Patrząc zarówno na giełdę w USA, ale też na inne światowe rynki akcji (w ten w Warszawie) z nieco dalszej odległości to jeżeli ktoś wierzy, że nałożone przez Trumpa cła utrzymają się przez długi czas w ogłoszonej postaci, co zepchnie światową gospodarkę w stronę globalnej recesji, to niewątpliwie musi przygotować się na dalsze spadki na giełdach. Jeżeli jednak założyć, że cła mają być tylko wstępem do negocjacji handlowych i krokiem w kierunku trwałego osłabienia dolara (tzw. porozumienie Mar-a-Lago) to powinien traktować tę ostatnią wyprzedaż jako chwilowe zawirowania, oczekując bliskiego jej zakończenia.

→ Wpisy
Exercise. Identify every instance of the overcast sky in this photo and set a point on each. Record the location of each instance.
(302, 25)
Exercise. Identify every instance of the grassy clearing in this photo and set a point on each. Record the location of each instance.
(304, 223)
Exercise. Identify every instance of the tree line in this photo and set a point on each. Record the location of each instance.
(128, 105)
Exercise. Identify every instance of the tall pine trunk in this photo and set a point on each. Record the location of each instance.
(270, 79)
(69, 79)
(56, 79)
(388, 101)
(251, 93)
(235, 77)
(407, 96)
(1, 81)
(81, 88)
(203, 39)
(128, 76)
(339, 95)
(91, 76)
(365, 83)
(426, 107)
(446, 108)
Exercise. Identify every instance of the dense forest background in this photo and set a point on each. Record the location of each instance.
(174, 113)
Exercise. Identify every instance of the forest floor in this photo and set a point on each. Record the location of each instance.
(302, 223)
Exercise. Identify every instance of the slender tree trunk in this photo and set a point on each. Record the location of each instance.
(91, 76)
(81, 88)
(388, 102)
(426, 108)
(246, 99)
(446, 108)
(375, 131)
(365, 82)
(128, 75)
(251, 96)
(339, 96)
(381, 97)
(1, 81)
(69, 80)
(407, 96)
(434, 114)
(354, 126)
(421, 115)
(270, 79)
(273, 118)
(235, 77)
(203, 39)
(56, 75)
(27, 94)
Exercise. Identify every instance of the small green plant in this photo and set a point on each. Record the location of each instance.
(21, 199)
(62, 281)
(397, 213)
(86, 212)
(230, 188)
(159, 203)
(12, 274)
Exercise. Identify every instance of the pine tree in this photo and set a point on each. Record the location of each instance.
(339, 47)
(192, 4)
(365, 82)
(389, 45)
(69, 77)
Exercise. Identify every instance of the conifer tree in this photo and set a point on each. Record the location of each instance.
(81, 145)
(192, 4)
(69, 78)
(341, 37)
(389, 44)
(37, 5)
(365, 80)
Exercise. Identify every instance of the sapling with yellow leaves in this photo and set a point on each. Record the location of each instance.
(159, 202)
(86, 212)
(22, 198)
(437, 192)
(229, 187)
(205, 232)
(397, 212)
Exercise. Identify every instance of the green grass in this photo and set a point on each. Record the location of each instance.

→ Co zrobić
- a) Odpowiedz krótko na pytania do fragmentu o cłach Trumpa i giełdach:
(i) Na co musi się przygotować ktoś, kto wierzy, że cła utrzymają się długo w ogłoszonej postaci?
(ii) Jak we fragmencie nazwano krok w kierunku trwałego osłabienia dolara?
(iii) Jak należy traktować ostatnią wyprzedaż, jeśli cła są tylko wstępem do negocjacji handlowych?
- b) Podejmij fragment o cłach Trumpa i giełdach po jego ostatnim zdaniu i napisz dalszy ciąg.

→ Odpowiedzi pisemne
- a)
(i) Na dalsze spadki na giełdach.
(ii) Porozumienie Mar-a-Lago.
(iii) Jako chwilowe zawirowania, oczekując bliskiego jej zakończenia.

- b)
Banki przygotowują się na majowe cięcie stóp procentowych w Polsce
W piątek rano giełdzie w Warszawie ciążą nie tylko słabe nastroje na rynkach globalnych, ale również przetasowania na akcjach banków przed czekającą nas za miesiąc obniżką stóp procentowych w Polsce. Tak, obniżką stóp w maju. I to prawdopodobnie o 50 punktów bazowych. Wczorajsza konferencja prasowa prezesa Narodowego Banku Polskiego Adama Glapińskiego była ogromnym zwrotem w retoryce Rady. Jej przewodniczący wprost powiedział, że znacząco zmieniło się postrzeganie inflacji, a on sam „przychodzi jako gołąb na czele innych gołębi”. Bardzo otwarcie, chociaż nie wprost, prezes Glapiński zasugerował, że stopy procentowe mogą zostać obniżone już w maju. I to o 50 punktów bazowych. Dziś rano to stanowisko potwierdził innych przedstawiciel Rady – Ludwik Kotecki. Powiedział on, że w maju stopy procentowe mogą zostać obniżone właśnie o 50 punktów bazowych, a do końca roku łącznie o 100 punktów bazowych.
W tym miejscu warto wspomnieć, że po środowej decyzji Donalda Trumpa szanse na obniżki stóp procentowych wzrosły również w przypadku innych banków centralnych.
Zapowiedź cięcia stóp procentowych ma negatywny wpływ na notowania banków, ale w przyszłości będzie miało to pozytywny wpływ na zachowanie szerokie rynku. Stąd już teraz można założyć relatywnie szybką rotację kapitału z banków, które w dużej mierzy ciągnęły indeksy w poprzedniej fazie hossy do spółek, które zyskają na niższych stopach procentowych i szybciej rozwijającej się gospodarce.
WIG-Banki spada o blisko 5 proc.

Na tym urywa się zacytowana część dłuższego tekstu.